> _WORK INSTRUCTIONS_
Lines before the one containing "the wood grain" are to be left out; reproduce that line and all the rest of the entries exactly.

___ ENTRIES SUPPLIED

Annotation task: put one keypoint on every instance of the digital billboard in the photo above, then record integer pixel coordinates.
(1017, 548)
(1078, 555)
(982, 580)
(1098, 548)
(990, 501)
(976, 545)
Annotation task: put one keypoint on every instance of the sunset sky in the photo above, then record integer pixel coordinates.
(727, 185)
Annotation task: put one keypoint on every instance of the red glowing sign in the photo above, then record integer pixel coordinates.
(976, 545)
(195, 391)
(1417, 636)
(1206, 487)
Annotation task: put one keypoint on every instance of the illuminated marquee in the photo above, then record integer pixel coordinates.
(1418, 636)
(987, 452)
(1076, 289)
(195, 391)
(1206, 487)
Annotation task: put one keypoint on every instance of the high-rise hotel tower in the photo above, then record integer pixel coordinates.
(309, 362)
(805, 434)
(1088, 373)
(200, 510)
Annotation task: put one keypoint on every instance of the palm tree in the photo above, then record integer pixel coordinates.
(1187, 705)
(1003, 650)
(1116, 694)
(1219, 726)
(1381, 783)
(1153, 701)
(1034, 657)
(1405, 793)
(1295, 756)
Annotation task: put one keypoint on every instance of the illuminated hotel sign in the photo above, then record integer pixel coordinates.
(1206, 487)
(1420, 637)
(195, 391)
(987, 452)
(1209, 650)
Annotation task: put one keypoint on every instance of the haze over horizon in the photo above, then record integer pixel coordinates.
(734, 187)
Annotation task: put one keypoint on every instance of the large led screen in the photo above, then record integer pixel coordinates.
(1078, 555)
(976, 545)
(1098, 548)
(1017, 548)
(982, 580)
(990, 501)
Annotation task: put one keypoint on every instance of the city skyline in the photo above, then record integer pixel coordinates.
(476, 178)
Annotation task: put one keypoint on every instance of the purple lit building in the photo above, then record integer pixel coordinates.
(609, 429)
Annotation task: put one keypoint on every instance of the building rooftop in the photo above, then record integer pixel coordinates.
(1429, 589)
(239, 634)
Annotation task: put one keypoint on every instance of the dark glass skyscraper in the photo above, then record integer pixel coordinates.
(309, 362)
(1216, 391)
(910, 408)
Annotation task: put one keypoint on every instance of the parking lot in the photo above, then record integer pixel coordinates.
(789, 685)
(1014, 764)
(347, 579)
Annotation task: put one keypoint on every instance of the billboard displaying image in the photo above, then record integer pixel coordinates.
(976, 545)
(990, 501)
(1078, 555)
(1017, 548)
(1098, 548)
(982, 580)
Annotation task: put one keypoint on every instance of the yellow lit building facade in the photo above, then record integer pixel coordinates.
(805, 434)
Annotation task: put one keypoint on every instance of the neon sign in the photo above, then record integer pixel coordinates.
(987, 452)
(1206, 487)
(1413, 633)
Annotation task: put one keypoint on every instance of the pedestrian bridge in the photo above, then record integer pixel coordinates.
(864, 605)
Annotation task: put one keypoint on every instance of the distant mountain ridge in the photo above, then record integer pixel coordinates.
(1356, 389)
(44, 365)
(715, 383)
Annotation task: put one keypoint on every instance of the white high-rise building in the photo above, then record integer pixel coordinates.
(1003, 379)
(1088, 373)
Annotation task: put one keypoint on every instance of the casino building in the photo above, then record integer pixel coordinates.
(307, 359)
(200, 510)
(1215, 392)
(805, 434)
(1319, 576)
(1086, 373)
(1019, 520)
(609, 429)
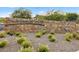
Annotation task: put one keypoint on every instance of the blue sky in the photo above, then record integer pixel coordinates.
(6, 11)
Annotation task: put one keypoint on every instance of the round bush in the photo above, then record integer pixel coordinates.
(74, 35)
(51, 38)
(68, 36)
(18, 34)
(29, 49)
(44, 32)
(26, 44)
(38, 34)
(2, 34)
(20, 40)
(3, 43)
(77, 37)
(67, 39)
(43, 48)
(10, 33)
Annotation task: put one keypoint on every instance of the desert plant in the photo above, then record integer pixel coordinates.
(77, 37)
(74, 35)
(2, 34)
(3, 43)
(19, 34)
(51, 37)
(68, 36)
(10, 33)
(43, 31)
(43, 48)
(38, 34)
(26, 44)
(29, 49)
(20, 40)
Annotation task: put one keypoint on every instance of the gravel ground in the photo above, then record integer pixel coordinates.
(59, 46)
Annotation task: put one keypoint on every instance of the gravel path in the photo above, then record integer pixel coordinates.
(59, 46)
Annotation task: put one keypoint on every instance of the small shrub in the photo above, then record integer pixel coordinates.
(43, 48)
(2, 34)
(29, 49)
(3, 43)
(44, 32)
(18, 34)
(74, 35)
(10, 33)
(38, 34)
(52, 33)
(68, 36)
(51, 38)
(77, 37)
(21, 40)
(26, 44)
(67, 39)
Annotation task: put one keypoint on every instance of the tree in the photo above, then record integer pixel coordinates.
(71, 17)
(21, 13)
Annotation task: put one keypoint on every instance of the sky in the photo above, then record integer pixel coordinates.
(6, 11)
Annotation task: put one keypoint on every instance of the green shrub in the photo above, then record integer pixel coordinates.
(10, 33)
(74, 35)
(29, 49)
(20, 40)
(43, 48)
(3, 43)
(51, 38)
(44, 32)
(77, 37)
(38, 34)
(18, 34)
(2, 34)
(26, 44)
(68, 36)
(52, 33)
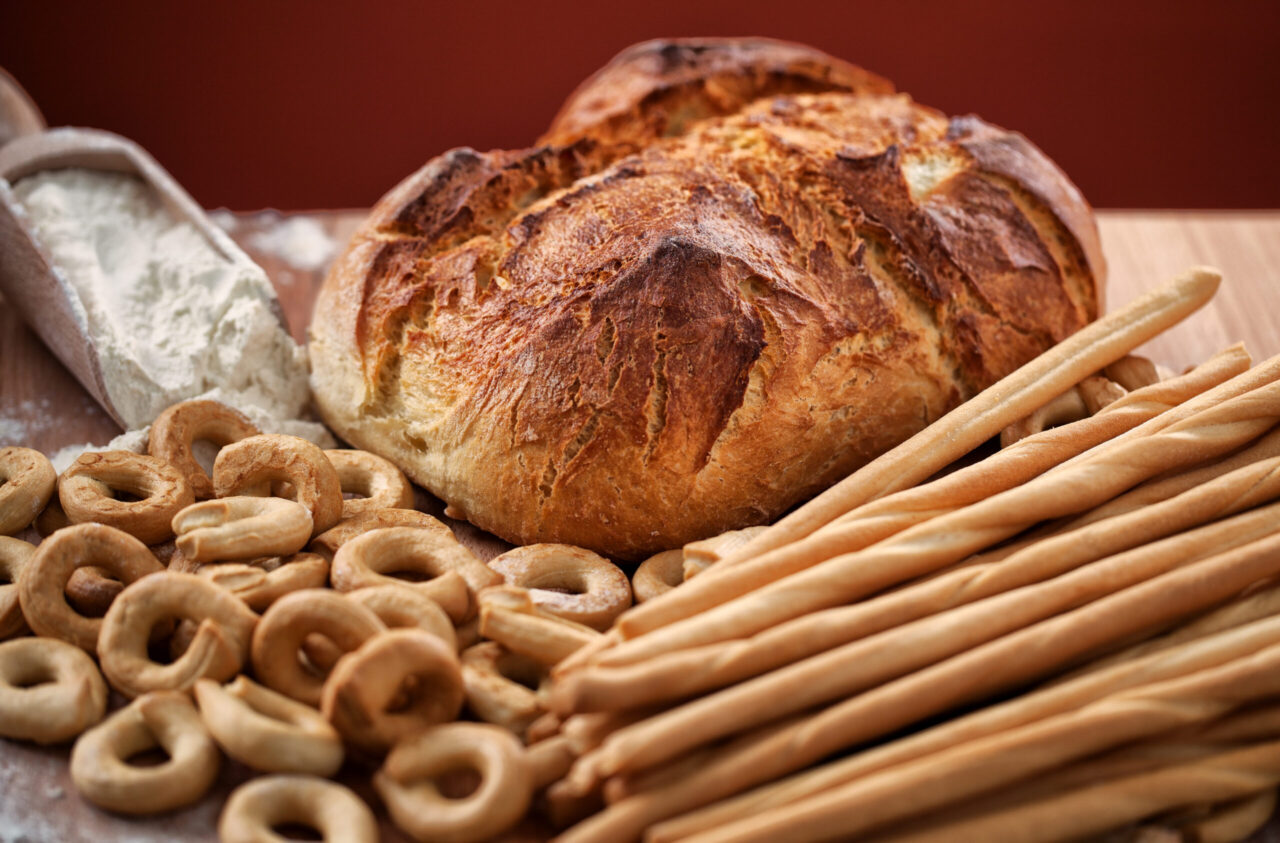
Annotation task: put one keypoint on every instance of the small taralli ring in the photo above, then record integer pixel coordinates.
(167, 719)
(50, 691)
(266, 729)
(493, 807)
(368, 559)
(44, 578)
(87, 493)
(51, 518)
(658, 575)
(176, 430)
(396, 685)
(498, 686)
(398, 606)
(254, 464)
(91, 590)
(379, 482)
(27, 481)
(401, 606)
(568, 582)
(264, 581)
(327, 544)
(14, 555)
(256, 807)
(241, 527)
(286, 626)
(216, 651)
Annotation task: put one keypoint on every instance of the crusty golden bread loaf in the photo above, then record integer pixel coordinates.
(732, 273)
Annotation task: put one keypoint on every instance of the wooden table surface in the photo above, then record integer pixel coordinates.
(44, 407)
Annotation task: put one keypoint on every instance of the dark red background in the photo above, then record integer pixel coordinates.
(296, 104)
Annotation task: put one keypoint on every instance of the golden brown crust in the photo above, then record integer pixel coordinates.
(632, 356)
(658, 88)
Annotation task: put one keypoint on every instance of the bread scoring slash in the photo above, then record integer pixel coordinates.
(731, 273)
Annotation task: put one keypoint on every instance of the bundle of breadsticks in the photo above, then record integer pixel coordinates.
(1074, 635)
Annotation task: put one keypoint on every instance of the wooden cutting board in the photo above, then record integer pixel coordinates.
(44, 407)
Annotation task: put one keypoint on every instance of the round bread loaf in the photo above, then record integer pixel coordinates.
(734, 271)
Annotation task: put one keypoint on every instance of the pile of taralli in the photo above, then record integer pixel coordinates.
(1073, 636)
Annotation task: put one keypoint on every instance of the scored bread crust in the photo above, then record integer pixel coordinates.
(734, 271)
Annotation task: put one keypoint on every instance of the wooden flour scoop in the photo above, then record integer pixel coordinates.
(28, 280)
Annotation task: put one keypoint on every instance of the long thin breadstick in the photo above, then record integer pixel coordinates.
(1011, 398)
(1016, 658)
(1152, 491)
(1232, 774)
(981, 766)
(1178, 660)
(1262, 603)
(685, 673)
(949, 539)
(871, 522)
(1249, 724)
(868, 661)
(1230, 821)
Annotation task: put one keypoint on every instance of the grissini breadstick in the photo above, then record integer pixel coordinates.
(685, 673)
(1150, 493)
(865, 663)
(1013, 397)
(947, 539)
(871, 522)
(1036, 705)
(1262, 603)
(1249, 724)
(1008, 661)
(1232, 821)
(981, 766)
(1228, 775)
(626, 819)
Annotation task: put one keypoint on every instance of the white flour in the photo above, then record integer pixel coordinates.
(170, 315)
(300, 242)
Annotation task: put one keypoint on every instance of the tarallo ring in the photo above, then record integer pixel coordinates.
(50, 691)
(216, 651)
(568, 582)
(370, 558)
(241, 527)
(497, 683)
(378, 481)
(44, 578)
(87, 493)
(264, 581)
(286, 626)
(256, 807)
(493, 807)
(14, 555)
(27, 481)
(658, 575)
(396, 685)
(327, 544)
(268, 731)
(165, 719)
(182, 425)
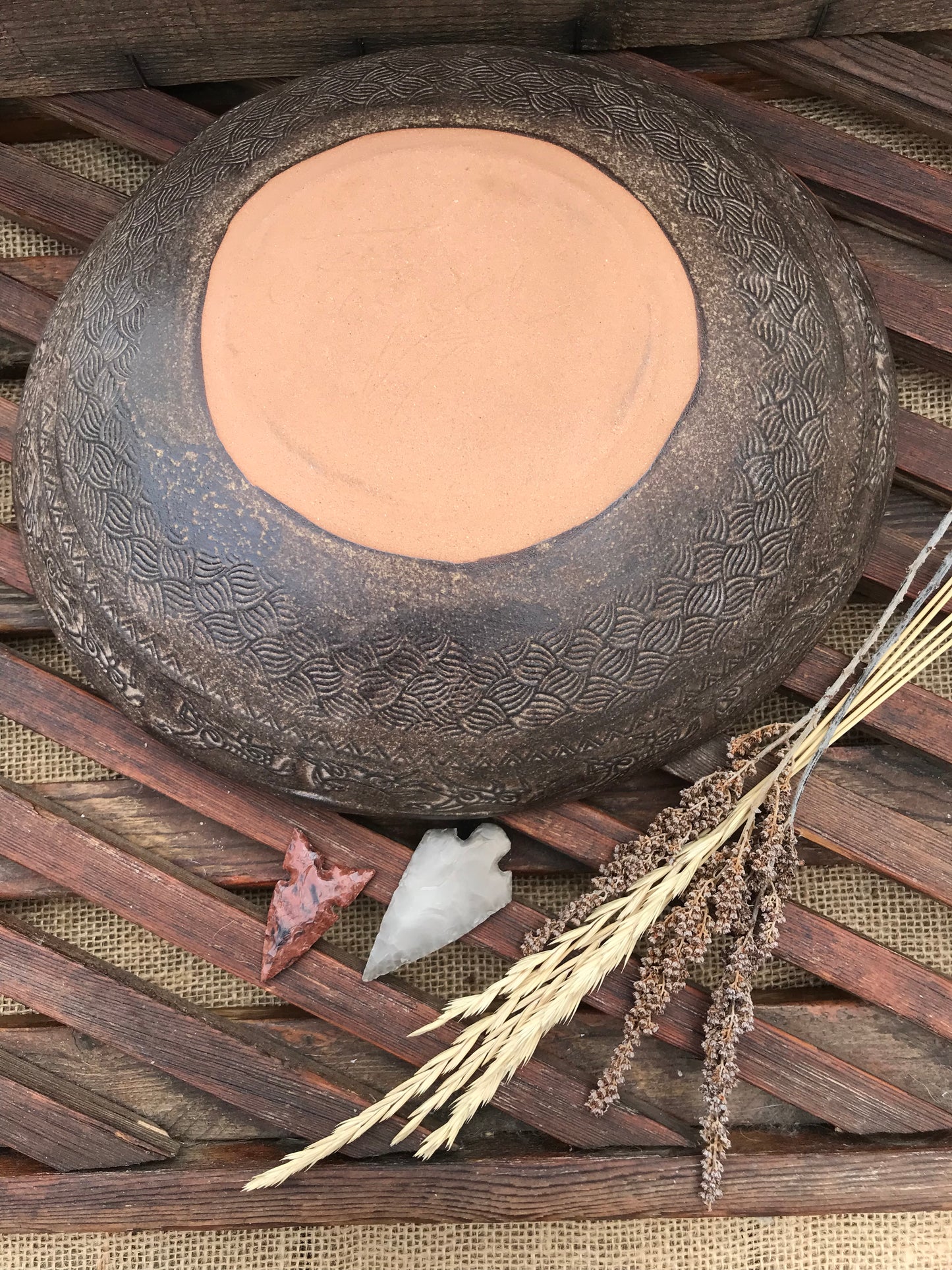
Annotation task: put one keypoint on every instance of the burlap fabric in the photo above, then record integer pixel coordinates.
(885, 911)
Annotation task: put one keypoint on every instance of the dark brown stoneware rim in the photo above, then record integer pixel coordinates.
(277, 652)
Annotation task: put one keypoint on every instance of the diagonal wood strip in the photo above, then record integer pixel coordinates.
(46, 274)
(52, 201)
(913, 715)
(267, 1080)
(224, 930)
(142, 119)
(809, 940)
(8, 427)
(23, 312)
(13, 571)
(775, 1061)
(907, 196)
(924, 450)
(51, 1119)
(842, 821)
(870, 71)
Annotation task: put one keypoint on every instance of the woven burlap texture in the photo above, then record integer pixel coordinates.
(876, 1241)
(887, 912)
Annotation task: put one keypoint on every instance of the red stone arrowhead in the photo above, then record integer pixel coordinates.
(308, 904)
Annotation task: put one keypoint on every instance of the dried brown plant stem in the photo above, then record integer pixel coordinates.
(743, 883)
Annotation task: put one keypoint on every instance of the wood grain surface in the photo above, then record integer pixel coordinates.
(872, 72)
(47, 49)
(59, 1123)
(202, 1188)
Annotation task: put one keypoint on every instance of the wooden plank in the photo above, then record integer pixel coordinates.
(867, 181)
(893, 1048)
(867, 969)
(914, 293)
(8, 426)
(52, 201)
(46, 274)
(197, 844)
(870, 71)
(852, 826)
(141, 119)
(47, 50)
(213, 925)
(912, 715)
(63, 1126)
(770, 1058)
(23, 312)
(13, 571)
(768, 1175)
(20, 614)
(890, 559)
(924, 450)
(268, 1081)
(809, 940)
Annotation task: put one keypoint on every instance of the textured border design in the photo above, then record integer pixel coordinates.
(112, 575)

______

> _RESPONSE TO THE TASK_
Annotation task: put one keypoint on every instance of the wood grain surface in the photo above, then record integer pixel coordinates.
(872, 72)
(47, 49)
(59, 1123)
(202, 1188)
Annotation task: put one keypoint on every instance of the wooden plank in the photo above, then record integer pixel coordinates.
(867, 181)
(893, 1048)
(867, 969)
(914, 293)
(8, 426)
(52, 201)
(46, 274)
(197, 844)
(870, 71)
(852, 826)
(141, 119)
(47, 50)
(213, 925)
(912, 715)
(63, 1126)
(770, 1058)
(23, 312)
(13, 571)
(768, 1175)
(20, 614)
(890, 559)
(924, 450)
(268, 1081)
(809, 940)
Annotation task: put one keypoint on every instance of the textured border design in the photo above, then record integer pixel coordinates.
(112, 575)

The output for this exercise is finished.